— Task prompt —
Copy every one of the following items line by line, changing nothing.

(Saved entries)
+ + + + + + +

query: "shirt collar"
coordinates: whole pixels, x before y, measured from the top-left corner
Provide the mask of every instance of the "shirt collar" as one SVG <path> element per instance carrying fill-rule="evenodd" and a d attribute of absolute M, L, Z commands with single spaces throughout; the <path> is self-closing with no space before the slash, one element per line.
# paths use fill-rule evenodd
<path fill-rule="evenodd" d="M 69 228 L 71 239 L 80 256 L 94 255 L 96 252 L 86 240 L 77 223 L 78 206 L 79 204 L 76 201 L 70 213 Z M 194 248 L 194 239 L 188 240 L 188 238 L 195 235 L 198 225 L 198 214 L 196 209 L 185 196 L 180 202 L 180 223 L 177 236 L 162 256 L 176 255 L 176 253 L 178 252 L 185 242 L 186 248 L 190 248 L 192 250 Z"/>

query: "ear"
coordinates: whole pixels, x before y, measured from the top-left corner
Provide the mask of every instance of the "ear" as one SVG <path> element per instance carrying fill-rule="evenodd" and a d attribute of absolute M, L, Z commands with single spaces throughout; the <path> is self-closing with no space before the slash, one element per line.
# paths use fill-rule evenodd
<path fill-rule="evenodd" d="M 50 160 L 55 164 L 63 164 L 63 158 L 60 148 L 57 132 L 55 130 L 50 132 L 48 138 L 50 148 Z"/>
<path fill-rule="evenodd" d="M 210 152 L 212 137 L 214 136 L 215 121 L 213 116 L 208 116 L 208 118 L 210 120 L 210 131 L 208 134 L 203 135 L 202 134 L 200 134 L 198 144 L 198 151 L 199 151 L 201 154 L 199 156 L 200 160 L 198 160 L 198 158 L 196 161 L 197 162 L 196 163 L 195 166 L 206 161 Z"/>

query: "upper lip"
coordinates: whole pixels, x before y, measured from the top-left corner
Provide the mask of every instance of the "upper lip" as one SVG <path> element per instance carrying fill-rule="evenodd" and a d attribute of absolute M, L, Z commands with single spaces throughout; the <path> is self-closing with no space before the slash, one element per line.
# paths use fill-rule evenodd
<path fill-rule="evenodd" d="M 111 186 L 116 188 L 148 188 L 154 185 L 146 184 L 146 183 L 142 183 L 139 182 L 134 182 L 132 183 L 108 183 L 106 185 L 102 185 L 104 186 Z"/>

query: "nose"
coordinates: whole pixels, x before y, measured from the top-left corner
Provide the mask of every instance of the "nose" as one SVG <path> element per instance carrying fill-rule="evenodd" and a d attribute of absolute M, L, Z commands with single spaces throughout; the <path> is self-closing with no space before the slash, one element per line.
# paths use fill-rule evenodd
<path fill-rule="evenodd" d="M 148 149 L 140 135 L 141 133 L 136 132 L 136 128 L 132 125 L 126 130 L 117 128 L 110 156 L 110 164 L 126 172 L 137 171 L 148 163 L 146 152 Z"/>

+ + + + + + +

— Result of this exercise —
query: "shirt collar"
coordinates: whole pixels, x before y, measured from the top-left corner
Provide the mask of every instance of the "shirt collar" as one SVG <path> element per instance carrying fill-rule="evenodd" and a d attribute of absolute M, L, Z commands with single spaces throughout; the <path> is self-closing with no space before the slash, one element per line.
# paths use fill-rule evenodd
<path fill-rule="evenodd" d="M 69 228 L 71 239 L 80 256 L 94 255 L 96 252 L 86 240 L 77 223 L 78 206 L 79 204 L 76 201 L 70 213 Z M 194 248 L 194 239 L 188 240 L 188 238 L 195 235 L 198 225 L 198 214 L 196 209 L 185 196 L 180 202 L 180 223 L 177 236 L 162 256 L 176 255 L 176 253 L 178 252 L 185 242 L 186 248 L 190 248 L 192 250 Z"/>

query: "ear"
coordinates: whole pixels, x before y, measured from the top-left corner
Provide the mask of every instance of the "ear" as one SVG <path> element per instance carrying fill-rule="evenodd" and a d attribute of absolute M, L, Z commands with single spaces throughout; the <path> is self-closing with no space before the slash, one element per line.
# paths use fill-rule evenodd
<path fill-rule="evenodd" d="M 50 160 L 55 164 L 63 164 L 63 158 L 60 148 L 57 132 L 55 130 L 50 132 L 48 138 L 50 148 Z"/>
<path fill-rule="evenodd" d="M 210 152 L 212 137 L 214 136 L 215 121 L 213 116 L 208 116 L 208 118 L 210 120 L 210 131 L 208 134 L 203 135 L 202 134 L 200 134 L 198 144 L 198 151 L 199 151 L 201 154 L 199 156 L 200 160 L 198 160 L 198 158 L 196 161 L 197 162 L 196 163 L 195 166 L 206 161 Z"/>

query: "upper lip"
coordinates: whole pixels, x before y, measured from the top-left corner
Provide the mask of every instance of the "upper lip" as one SVG <path> element per instance carrying fill-rule="evenodd" and a d attribute of absolute M, L, Z commands with single spaces throughout; the <path> is self-closing with no space before the slash, one element per line.
# paths use fill-rule evenodd
<path fill-rule="evenodd" d="M 111 186 L 116 188 L 148 188 L 154 185 L 146 184 L 146 183 L 142 183 L 139 182 L 134 182 L 132 183 L 108 183 L 106 185 L 102 185 L 104 186 Z"/>

query: "nose"
coordinates: whole pixels, x before y, measured from the top-left corner
Provide the mask of every instance of the "nose" as one SVG <path> element per instance carrying fill-rule="evenodd" and a d attribute of absolute M, L, Z commands with single spaces throughout; the <path> is self-closing with no space before the slash, one element per line.
# paths use fill-rule evenodd
<path fill-rule="evenodd" d="M 148 149 L 140 135 L 141 133 L 136 132 L 136 128 L 132 125 L 126 130 L 117 128 L 110 156 L 110 164 L 126 172 L 137 171 L 148 163 L 146 152 Z"/>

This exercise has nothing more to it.